Extrahierter Text:
NPA: Teil der Leitung reiht sich in die Anti-Front-National-Front ein
Nach dem viel erfolgreicheren Wahlkampf, als es uns das Ergebnis glauben lassen könnte, hat Poutous Kandidatur durch ihre Radikalität, ihre Unabhängigkeit und ihren Klassenstandpunkt für viel Furore gesorgt. Es gab eine wirkliche Resonanz, die allerdings durch einen Teil der Leitung der NPA mit immer offeneren Positionierungen in Hinblick auf die „republikanische Front“ und die Stimmabgabe für Macron wieder zerstört werden könnte.
Keine Wahlempfehlung am Abend des ersten Wahlgangs
Philippe Poutous Erklärung am Abend des ersten Wahlgangs war eigentlich ziemlich klar:
Das Ergebnis von Le Pen und die politische Krise zeigen auf, dass es dringend nötig ist, unsere Angelegenheiten selbst in die Hand zu nehmen und zu mobilisieren. Noch weniger als im Jahr 2002 bedeuten die nächsten Tage keine „republikanische Front“, sondern eine breite Mobilisierung gegen die Nationale Front (FN) und die liberale Politik – besonders die Mobilisierung der Jugend ist unabdingbar. Wir müssen in den Betrieben und den Vierteln kämpfen, ohne die Ergebnisse des zweiten Wahlgangs abzuwarten. Und darüber hinaus: Macron ist kein Schutz gegen die Front National, um diese Gefahr dauerhaft zurückdrängen zu können. Es gibt keine andere Lösung, als gegen die extreme Recht auf die Straße zu gehen, aber auch gegen all diejenigen, die wie Macron die antisozialen Maßnahmen durchsetzen wollen.

Aufgabenstellung:
Schreibe aus dem Text über die NPA den Abschnitt Wort für Wort ab, beginnend bei „NPA: Teil der“ und endend bei „zerstört werden könnte.“.

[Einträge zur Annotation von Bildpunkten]
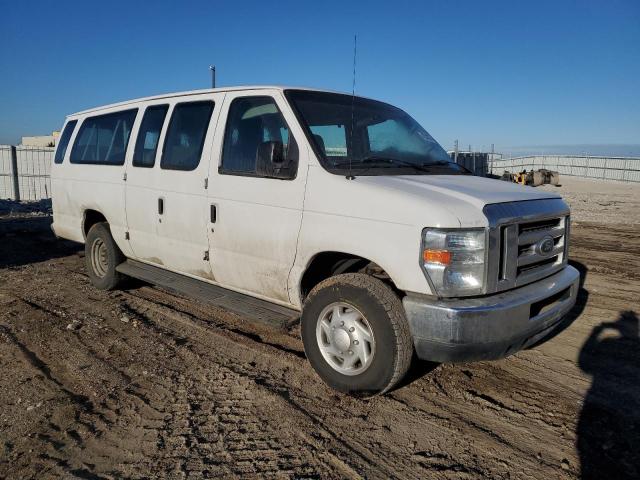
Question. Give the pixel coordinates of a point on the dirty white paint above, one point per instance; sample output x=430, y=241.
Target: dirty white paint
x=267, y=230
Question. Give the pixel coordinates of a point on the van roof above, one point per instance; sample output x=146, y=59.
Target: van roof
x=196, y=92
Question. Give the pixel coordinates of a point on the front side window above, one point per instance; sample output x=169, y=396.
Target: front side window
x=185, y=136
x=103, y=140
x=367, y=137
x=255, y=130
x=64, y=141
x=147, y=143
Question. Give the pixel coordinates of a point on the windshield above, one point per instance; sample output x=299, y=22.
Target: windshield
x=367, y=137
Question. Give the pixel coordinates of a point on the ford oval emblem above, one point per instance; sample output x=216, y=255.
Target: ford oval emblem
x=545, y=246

...

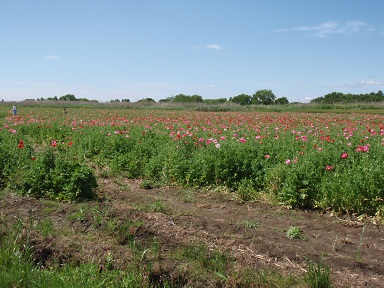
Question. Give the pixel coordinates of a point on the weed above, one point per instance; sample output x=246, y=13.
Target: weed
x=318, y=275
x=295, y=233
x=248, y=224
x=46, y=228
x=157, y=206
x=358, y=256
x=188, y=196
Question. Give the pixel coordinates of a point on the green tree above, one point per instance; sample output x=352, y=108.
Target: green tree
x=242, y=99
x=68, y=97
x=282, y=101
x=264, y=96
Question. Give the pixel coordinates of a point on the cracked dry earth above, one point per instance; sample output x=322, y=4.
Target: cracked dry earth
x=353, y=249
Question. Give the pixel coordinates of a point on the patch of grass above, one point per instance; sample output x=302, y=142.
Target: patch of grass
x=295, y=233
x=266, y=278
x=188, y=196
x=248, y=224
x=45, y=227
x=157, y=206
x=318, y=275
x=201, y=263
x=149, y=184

Antwort:
NPA: Teil der Leitung reiht sich in die Anti-Front-National-Front ein
Nach dem viel erfolgreicheren Wahlkampf, als es uns das Ergebnis glauben lassen könnte, hat Poutous Kandidatur durch ihre Radikalität, ihre Unabhängigkeit und ihren Klassenstandpunkt für viel Furore gesorgt. Es gab eine wirkliche Resonanz, die allerdings durch einen Teil der Leitung der NPA mit immer offeneren Positionierungen in Hinblick auf die „republikanische Front“ und die Stimmabgabe für Macron wieder zerstört werden könnte.